GIVEN EXERCISE :: What is needed here is an exact copy of every entry.

DATASET ENTRIES ::

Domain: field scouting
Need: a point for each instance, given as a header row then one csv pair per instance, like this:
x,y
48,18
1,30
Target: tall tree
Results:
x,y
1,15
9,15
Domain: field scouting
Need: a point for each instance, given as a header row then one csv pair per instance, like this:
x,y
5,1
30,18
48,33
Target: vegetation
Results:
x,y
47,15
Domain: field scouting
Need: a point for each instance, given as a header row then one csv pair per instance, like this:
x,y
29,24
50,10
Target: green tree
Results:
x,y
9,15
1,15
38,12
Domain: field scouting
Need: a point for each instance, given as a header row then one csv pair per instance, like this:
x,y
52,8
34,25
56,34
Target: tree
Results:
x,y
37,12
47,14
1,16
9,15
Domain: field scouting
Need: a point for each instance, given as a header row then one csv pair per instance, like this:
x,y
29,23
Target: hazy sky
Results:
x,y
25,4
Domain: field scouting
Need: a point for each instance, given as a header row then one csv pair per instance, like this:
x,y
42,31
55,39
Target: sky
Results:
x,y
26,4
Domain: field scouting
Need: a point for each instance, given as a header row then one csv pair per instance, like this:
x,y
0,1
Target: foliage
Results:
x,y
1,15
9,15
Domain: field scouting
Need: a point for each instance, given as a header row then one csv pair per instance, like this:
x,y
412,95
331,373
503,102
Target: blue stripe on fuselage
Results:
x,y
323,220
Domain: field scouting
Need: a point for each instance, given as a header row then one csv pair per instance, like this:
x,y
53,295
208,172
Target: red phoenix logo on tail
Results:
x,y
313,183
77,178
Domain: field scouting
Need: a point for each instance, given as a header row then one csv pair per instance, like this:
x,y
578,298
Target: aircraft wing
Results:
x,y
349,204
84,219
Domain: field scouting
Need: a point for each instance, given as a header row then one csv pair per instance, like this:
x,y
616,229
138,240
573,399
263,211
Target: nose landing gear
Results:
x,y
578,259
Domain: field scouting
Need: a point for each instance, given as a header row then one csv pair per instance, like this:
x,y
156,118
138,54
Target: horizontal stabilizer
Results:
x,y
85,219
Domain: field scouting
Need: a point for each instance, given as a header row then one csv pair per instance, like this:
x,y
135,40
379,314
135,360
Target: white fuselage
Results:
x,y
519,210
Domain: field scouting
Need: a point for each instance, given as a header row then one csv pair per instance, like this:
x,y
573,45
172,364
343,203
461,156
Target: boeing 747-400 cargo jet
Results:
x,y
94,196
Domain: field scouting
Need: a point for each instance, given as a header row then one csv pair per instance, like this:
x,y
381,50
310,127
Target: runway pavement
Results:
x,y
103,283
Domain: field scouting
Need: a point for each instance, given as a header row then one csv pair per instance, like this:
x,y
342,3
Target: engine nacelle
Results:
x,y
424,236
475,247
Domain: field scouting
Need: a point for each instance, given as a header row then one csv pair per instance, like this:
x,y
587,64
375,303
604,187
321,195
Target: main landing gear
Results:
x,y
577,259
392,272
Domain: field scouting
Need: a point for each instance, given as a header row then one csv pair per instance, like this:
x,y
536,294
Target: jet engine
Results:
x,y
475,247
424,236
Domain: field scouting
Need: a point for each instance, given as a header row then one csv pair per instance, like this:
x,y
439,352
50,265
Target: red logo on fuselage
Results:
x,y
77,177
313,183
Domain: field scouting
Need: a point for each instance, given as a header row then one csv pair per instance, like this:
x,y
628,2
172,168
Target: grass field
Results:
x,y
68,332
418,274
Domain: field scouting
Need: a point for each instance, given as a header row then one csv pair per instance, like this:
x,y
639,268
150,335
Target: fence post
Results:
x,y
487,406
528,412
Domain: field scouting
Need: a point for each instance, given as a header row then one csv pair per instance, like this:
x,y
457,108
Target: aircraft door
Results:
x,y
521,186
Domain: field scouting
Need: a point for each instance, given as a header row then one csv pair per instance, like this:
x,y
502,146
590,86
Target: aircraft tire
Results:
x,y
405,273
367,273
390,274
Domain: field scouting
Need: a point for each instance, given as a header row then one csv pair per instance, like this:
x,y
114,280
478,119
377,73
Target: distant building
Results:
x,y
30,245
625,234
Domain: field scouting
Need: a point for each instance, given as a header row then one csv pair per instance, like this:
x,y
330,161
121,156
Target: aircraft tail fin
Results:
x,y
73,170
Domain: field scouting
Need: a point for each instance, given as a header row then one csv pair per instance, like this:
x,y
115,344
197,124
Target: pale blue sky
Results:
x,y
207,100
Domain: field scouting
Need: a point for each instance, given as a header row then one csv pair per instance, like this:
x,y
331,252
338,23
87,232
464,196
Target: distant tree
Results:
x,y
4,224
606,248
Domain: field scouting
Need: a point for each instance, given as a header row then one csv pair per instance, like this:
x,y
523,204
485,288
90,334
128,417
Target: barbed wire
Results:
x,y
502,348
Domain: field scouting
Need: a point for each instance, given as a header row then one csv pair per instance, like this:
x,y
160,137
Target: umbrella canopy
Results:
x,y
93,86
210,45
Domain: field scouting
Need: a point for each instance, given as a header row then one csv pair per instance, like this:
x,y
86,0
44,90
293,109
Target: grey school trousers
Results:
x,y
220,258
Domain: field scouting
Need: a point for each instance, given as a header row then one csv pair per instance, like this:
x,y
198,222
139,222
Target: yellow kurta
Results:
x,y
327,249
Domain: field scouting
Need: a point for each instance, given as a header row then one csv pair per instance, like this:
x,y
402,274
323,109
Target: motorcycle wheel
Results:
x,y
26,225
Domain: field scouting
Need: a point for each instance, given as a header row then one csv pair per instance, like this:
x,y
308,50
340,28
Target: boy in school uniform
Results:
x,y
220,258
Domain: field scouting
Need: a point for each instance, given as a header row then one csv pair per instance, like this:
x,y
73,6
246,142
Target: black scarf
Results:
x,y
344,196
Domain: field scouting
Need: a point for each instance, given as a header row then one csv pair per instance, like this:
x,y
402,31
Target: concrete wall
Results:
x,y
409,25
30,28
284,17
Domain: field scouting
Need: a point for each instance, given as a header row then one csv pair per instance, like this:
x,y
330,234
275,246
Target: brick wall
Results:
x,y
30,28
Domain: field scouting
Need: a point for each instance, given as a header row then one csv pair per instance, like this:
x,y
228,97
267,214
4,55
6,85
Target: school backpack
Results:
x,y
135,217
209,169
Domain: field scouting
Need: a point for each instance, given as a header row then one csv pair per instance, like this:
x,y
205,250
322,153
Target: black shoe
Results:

RESULT OF THIS TASK ::
Domain: field scouting
Need: a point for each instance, given as a header row then one csv pair per instance, like this:
x,y
48,18
1,30
Target: tall tree
Results:
x,y
1,15
9,15
Domain: field scouting
Need: a point for each instance, given as a header row then one csv pair per instance, like this:
x,y
5,1
30,18
48,33
Target: vegetation
Results:
x,y
47,15
Domain: field scouting
Need: a point for each instance, given as a header row then one csv pair per instance, like this:
x,y
29,24
50,10
Target: green tree
Results:
x,y
9,15
1,15
38,12
Domain: field scouting
Need: a point for each instance, given as a header row then one csv pair per instance, like this:
x,y
52,8
34,25
56,34
Target: tree
Results:
x,y
37,12
47,14
1,16
9,15
Domain: field scouting
Need: a point for each instance, given as a header row then one csv pair per instance, like this:
x,y
29,23
Target: hazy sky
Results:
x,y
25,4
Domain: field scouting
Need: a point for each instance, given as a header row then one csv pair per instance, like this:
x,y
42,31
55,39
Target: sky
Results:
x,y
26,4
Domain: field scouting
Need: a point for each instance, given as a header row then one csv pair per instance, like this:
x,y
0,1
Target: foliage
Results:
x,y
1,15
9,15
Domain: field scouting
Need: a point for each instance, given as a header row then one csv pair per instance, like this:
x,y
412,95
331,373
503,102
Target: blue stripe on fuselage
Results:
x,y
323,220
Domain: field scouting
Need: a point for each instance, given as a header row then one csv pair per instance, like this:
x,y
53,295
208,172
Target: red phoenix logo on tail
Results:
x,y
313,183
77,178
Domain: field scouting
Need: a point for each instance, given as a header row then one csv pair per instance, like this:
x,y
578,298
Target: aircraft wing
Results:
x,y
349,204
84,219
Domain: field scouting
Need: a point for each instance, given as a header row then one csv pair per instance, like this:
x,y
616,229
138,240
573,399
263,211
Target: nose landing gear
Results:
x,y
578,259
Domain: field scouting
Need: a point for each instance, given as a header row then one csv pair per instance, like this:
x,y
156,118
138,54
Target: horizontal stabilizer
Results:
x,y
85,219
Domain: field scouting
Need: a point for each instance, given as a header row then one csv pair per instance, like this:
x,y
135,40
379,314
135,360
Target: white fuselage
Results:
x,y
519,210
Domain: field scouting
Need: a point for each instance, given as a header row then one csv pair per instance, like this:
x,y
573,45
172,364
343,203
461,156
Target: boeing 747-400 cargo jet
Results:
x,y
94,196
Domain: field scouting
Need: a point for each instance, given as a header row then one csv pair per instance, like this:
x,y
381,50
310,127
Target: runway pavement
Results:
x,y
103,283
Domain: field scouting
Need: a point for each instance, given as a header row then one csv pair per instance, like this:
x,y
342,3
Target: engine nacelle
Results:
x,y
424,236
475,247
Domain: field scouting
Need: a point for each instance, given as a header row then one csv pair per instance, like this:
x,y
587,64
375,303
604,187
321,195
Target: main landing gear
Results:
x,y
577,259
392,272
Domain: field scouting
Need: a point for each instance, given as a header row then one csv pair per instance, like this:
x,y
536,294
Target: jet engine
Results:
x,y
475,247
424,236
Domain: field scouting
Need: a point for each instance, given as a header row then one csv pair per instance, like this:
x,y
439,352
50,265
Target: red logo on fuselage
Results:
x,y
77,177
313,183
Domain: field scouting
Need: a point for each instance, given as a header row then one csv pair per instance, like this:
x,y
628,2
172,168
Target: grass field
Results:
x,y
68,332
418,274
Domain: field scouting
Need: a point for each instance, given as a header row then one csv pair per instance, like this:
x,y
639,268
150,335
Target: fence post
Results:
x,y
487,406
528,412
Domain: field scouting
Need: a point for each instance, given as a header row then one csv pair per instance, like this:
x,y
457,108
Target: aircraft door
Results:
x,y
521,186
Domain: field scouting
Need: a point for each instance, given as a header row then one csv pair per instance, like this:
x,y
502,146
590,86
Target: aircraft tire
Results:
x,y
405,273
367,273
390,274
Domain: field scouting
Need: a point for each instance, given as a header row then one csv pair per instance, like this:
x,y
114,280
478,119
377,73
Target: distant building
Results:
x,y
30,245
625,234
Domain: field scouting
Need: a point for each instance, given as a header row then one csv pair per instance, like this:
x,y
330,161
121,156
Target: aircraft tail fin
Results:
x,y
73,170
Domain: field scouting
Need: a point for each instance, given as a header row then one csv pair per instance, like this:
x,y
115,344
197,124
Target: pale blue sky
Results:
x,y
207,100
Domain: field scouting
Need: a point for each instance, given as a header row then one csv pair per instance, like this:
x,y
331,252
338,23
87,232
464,196
Target: distant tree
Results:
x,y
4,224
606,248
Domain: field scouting
Need: a point for each instance, given as a header row then one csv pair per instance, like this:
x,y
523,204
485,288
90,334
128,417
Target: barbed wire
Results:
x,y
502,348
Domain: field scouting
Need: a point for each instance, given as a header row then one csv pair per instance, like this:
x,y
160,137
Target: umbrella canopy
Results:
x,y
93,86
210,45
Domain: field scouting
Need: a point for each instance, given as a header row then one csv pair per instance, like this:
x,y
86,0
44,90
293,109
Target: grey school trousers
Results:
x,y
220,258
Domain: field scouting
Need: a point for each instance, given as a header row then one csv pair per instance, like this:
x,y
198,222
139,222
Target: yellow kurta
Results:
x,y
327,249
Domain: field scouting
Need: a point for each instance, given as a header row then one csv pair per instance, like this:
x,y
402,274
323,109
Target: motorcycle wheel
Results:
x,y
26,225
Domain: field scouting
Need: a point for each instance, given as a header row then one csv pair per instance, like this:
x,y
308,50
340,28
Target: boy in school uniform
Results:
x,y
220,258
Domain: field scouting
Need: a point for each instance, given as a header row then one csv pair per instance, like this:
x,y
73,6
246,142
Target: black scarf
Results:
x,y
344,196
Domain: field scouting
Need: a point for each instance, given as a header row then one csv pair per instance, like this:
x,y
402,31
Target: concrete wall
Results:
x,y
409,25
30,28
284,17
Domain: field scouting
Need: a point for each instance, given as a header row then one csv pair per instance, like this:
x,y
330,234
275,246
Target: brick wall
Results:
x,y
30,28
Domain: field scouting
Need: a point for each instance, given as a header row then one csv pair per instance, like this:
x,y
228,97
267,214
4,55
6,85
Target: school backpack
Results:
x,y
135,217
209,169
Domain: field scouting
Need: a point for each instance, given as a header row then one csv pair per instance, like this:
x,y
205,250
322,153
Target: black shoe
Results:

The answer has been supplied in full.